** START OF Input rows **

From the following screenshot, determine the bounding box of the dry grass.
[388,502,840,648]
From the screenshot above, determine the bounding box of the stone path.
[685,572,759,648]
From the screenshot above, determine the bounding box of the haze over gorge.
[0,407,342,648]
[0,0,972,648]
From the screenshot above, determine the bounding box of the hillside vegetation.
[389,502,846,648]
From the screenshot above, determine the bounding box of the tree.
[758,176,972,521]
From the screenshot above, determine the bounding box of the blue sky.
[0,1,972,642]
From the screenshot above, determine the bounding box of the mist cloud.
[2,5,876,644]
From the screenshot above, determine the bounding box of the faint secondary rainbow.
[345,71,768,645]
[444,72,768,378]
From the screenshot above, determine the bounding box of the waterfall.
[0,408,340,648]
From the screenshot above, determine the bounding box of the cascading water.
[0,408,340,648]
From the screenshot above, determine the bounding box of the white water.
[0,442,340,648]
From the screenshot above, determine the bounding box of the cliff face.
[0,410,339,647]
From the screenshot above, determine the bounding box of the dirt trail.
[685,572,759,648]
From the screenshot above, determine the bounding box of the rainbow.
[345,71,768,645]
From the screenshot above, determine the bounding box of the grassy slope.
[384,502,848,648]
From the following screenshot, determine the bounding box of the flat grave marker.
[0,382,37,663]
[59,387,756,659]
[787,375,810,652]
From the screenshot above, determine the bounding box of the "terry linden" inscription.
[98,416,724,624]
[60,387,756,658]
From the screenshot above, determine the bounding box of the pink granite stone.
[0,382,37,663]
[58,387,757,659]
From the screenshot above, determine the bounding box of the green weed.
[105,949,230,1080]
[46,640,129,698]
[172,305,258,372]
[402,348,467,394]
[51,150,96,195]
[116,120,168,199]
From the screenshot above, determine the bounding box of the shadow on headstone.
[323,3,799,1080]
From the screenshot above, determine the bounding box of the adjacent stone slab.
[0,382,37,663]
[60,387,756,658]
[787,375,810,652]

** END OF Input rows **

Stated exercise >> Render the lines above as a Markdown table with the columns "Row" and "Line", numbering each row and leaving out blank lines.

Full output >>
| Row | Line |
|---|---|
| 1 | From the following screenshot, determine the bounding box of the dry grass. |
| 2 | [388,502,840,648] |
| 3 | From the screenshot above, determine the bounding box of the stone path. |
| 4 | [685,572,759,648] |
| 5 | From the screenshot above, determine the bounding box of the haze over gorge. |
| 6 | [0,407,342,648] |
| 7 | [0,0,972,648] |
| 8 | From the screenshot above, determine the bounding box of the hillside vegetation. |
| 9 | [389,502,846,648] |
| 10 | From the screenshot above, determine the bounding box of the tree. |
| 11 | [758,176,972,521] |
| 12 | From the screenshot above, determine the bounding box of the blue sky. |
| 13 | [0,1,972,642] |
| 14 | From the screenshot above, determine the bounding box of the mist cloud. |
| 15 | [2,5,876,644] |
| 16 | From the screenshot above, determine the bounding box of the faint secondary rainbow. |
| 17 | [345,71,768,645] |
| 18 | [444,72,768,378] |
| 19 | From the screenshot above, determine the bounding box of the waterfall. |
| 20 | [0,408,340,648] |
| 21 | From the screenshot above, determine the bounding box of the cascading water. |
| 22 | [0,408,340,648] |
| 23 | From the screenshot above, determine the bounding box of the white water. |
| 24 | [0,442,340,648] |
| 25 | From the screenshot above, determine the bounding box of the cliff face. |
| 26 | [0,410,339,647] |
| 27 | From the screenshot above, determine the bounding box of the dirt trail. |
| 28 | [685,572,759,648] |
| 29 | From the screenshot above, determine the bounding box of the rainbow. |
| 30 | [345,71,768,645] |
| 31 | From the screenshot above, determine the bounding box of the grassy slope. |
| 32 | [384,502,848,648] |
| 33 | From the following screenshot, determine the bounding box of the flat grave marker. |
| 34 | [0,382,37,663] |
| 35 | [59,387,756,659] |
| 36 | [787,375,810,652] |
| 37 | From the screenshot above, determine the bounding box of the "terry linden" inscription. |
| 38 | [98,416,724,624] |
| 39 | [60,387,756,658] |
| 40 | From the screenshot above, determine the bounding box of the pink granite stone. |
| 41 | [0,382,37,663] |
| 42 | [58,387,757,659] |
| 43 | From the screenshot above, determine the bounding box of the green weed. |
| 44 | [105,949,230,1080] |
| 45 | [46,640,129,698] |
| 46 | [172,305,258,372] |
| 47 | [402,348,467,394] |
| 48 | [51,150,96,195] |
| 49 | [116,120,168,199] |
| 50 | From the screenshot above, determine the bounding box of the shadow on headstone. |
| 51 | [323,3,799,1080] |
| 52 | From the screenshot above, determine the bounding box of the adjacent stone slab. |
| 53 | [0,382,37,663] |
| 54 | [60,387,756,658] |
| 55 | [787,375,810,652] |